_WHAT IS EXPECTED_: Please identify every line in the rows below that contains the word "lamp", and copy each of those lines.

begin DATASET RECORDS

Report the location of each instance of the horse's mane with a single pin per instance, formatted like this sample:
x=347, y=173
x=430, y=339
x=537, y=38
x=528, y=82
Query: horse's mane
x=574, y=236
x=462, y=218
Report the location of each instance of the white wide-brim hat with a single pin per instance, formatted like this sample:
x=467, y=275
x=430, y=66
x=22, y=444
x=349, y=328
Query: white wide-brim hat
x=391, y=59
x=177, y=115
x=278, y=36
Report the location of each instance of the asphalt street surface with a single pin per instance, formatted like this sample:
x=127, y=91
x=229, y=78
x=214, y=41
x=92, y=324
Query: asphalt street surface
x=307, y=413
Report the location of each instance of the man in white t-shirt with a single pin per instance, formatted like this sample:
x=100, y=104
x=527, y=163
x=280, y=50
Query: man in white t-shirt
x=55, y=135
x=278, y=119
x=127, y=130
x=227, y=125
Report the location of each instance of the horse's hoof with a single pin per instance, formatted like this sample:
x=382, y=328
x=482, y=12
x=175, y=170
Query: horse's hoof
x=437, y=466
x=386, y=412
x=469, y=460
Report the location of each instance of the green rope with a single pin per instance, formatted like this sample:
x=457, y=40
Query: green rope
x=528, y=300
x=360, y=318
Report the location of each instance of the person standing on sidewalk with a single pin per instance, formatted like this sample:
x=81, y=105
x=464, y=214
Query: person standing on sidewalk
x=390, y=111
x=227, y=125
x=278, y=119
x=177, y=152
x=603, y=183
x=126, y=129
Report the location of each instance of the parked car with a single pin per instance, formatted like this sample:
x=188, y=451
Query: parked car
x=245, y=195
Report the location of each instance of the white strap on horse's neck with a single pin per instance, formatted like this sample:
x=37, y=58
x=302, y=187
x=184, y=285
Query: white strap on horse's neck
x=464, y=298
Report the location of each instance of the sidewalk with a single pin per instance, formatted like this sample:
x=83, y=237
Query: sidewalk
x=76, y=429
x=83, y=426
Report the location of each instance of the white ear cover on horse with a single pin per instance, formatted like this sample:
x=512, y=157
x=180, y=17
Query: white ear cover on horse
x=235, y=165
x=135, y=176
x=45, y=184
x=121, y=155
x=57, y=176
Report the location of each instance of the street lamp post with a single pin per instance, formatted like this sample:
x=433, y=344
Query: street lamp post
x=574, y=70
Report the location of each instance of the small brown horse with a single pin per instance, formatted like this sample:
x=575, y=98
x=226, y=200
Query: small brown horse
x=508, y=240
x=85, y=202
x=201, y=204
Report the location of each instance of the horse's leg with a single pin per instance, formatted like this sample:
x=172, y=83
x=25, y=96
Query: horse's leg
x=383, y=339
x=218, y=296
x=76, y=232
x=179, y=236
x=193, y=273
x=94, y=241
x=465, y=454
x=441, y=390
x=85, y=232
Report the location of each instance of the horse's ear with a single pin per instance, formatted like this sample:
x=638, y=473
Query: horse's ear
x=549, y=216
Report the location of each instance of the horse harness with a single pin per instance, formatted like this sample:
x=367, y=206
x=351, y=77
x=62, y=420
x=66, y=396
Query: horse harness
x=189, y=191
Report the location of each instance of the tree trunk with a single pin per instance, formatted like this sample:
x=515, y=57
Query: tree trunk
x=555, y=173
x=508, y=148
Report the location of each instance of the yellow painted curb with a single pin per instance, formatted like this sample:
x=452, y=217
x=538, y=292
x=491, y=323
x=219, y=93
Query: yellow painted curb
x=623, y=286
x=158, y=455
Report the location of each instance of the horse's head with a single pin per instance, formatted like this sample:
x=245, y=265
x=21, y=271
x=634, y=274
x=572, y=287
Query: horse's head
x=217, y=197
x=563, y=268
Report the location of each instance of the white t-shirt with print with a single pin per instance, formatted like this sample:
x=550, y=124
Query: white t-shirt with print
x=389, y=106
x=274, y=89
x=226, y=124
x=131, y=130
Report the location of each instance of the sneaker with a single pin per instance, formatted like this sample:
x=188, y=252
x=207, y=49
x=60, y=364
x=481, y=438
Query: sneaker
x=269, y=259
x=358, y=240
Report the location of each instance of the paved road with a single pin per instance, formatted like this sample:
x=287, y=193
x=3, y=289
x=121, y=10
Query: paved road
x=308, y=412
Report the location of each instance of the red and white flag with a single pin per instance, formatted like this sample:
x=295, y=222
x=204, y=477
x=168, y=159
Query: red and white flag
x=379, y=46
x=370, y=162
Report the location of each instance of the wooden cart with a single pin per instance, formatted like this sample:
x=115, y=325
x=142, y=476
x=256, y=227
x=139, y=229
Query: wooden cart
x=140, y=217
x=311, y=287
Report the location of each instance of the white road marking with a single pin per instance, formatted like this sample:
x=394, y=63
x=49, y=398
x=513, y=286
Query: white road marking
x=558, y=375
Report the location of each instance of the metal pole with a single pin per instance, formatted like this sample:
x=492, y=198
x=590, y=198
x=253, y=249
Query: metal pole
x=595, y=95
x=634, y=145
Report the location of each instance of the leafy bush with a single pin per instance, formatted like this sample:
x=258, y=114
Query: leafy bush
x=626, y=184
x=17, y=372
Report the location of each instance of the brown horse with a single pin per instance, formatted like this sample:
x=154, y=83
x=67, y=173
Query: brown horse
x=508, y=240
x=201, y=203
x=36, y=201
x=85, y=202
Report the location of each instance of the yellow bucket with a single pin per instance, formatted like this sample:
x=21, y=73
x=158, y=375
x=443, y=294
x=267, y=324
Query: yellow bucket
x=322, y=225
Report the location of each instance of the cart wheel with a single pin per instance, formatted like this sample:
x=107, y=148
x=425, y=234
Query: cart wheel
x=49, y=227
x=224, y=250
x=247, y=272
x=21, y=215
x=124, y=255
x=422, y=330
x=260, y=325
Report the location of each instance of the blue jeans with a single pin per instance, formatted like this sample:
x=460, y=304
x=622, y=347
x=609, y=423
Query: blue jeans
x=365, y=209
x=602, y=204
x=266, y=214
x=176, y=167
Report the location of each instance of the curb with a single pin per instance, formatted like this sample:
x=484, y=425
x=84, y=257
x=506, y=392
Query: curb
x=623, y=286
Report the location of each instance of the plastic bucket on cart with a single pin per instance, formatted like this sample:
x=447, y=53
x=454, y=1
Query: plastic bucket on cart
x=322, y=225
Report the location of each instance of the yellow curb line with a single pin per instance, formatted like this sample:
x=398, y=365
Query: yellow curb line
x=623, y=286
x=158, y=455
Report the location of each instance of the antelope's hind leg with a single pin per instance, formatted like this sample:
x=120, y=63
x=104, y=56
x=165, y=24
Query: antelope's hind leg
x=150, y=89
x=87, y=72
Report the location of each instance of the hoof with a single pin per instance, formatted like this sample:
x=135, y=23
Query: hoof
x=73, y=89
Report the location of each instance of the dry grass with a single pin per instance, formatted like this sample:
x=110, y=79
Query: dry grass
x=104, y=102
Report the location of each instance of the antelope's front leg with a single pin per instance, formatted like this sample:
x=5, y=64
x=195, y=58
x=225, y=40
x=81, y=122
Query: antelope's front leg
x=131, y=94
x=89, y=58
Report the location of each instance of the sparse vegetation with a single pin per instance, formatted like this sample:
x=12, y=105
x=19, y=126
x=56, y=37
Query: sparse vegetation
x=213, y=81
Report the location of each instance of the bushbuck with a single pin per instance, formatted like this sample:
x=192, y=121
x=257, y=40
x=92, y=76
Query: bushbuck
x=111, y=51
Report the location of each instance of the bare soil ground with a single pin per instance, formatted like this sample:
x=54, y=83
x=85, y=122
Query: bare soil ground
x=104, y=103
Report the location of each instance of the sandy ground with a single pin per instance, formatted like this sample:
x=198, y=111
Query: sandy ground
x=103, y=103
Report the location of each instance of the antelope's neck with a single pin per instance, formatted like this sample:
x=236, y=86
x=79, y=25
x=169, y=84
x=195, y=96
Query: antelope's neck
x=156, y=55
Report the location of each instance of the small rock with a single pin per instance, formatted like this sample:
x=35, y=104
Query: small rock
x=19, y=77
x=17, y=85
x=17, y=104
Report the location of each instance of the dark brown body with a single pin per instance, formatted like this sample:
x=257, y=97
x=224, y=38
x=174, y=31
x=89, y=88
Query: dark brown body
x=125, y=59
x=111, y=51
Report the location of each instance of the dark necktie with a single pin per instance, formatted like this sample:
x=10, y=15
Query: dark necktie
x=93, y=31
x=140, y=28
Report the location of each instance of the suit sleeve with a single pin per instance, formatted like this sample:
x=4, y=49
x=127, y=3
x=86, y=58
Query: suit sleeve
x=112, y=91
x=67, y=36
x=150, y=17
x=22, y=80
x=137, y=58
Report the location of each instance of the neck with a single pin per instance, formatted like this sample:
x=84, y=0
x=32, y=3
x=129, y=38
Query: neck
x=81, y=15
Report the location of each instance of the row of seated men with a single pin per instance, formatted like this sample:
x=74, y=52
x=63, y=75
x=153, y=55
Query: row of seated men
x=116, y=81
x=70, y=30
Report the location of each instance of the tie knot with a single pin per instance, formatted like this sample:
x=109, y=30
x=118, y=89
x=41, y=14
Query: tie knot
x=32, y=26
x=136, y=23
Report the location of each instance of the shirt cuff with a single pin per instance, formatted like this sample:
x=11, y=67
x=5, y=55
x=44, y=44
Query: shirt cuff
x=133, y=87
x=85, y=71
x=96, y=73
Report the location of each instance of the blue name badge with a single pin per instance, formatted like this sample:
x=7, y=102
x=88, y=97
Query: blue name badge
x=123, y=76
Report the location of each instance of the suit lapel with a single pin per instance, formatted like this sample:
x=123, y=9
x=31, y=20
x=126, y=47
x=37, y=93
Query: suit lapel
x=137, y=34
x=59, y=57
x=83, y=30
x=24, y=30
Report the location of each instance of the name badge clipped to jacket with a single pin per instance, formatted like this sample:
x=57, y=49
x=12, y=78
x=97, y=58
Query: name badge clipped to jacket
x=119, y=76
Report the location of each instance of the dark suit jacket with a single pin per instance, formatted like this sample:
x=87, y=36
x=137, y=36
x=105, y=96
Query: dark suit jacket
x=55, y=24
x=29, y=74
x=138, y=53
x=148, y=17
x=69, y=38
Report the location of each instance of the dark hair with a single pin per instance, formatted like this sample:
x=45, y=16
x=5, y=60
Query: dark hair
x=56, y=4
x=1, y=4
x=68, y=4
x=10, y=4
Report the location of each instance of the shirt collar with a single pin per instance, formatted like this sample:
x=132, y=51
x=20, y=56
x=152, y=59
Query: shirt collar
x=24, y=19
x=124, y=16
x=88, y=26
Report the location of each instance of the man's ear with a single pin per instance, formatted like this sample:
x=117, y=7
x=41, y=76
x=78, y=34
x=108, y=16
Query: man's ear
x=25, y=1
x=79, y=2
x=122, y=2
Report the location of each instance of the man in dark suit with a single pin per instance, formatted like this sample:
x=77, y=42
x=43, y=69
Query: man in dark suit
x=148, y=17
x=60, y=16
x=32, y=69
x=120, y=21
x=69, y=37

end DATASET RECORDS
begin DATASET RECORDS

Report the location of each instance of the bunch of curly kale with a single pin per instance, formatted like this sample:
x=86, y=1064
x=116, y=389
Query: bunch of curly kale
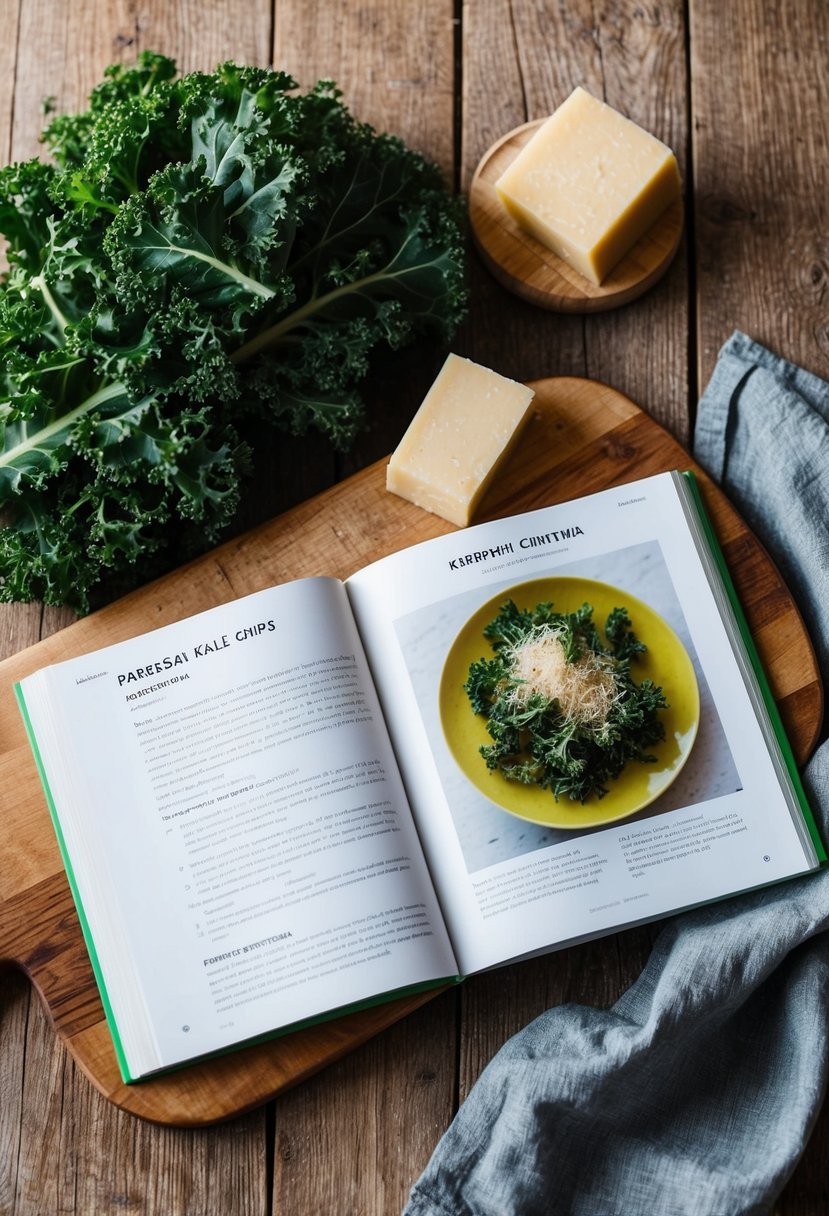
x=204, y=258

end DATASET RECORDS

_OUTPUT FOR THIS EXERCISE_:
Report the location of each instance of the street lamp post with a single pin per instance, formatted like this sample:
Query: street lamp post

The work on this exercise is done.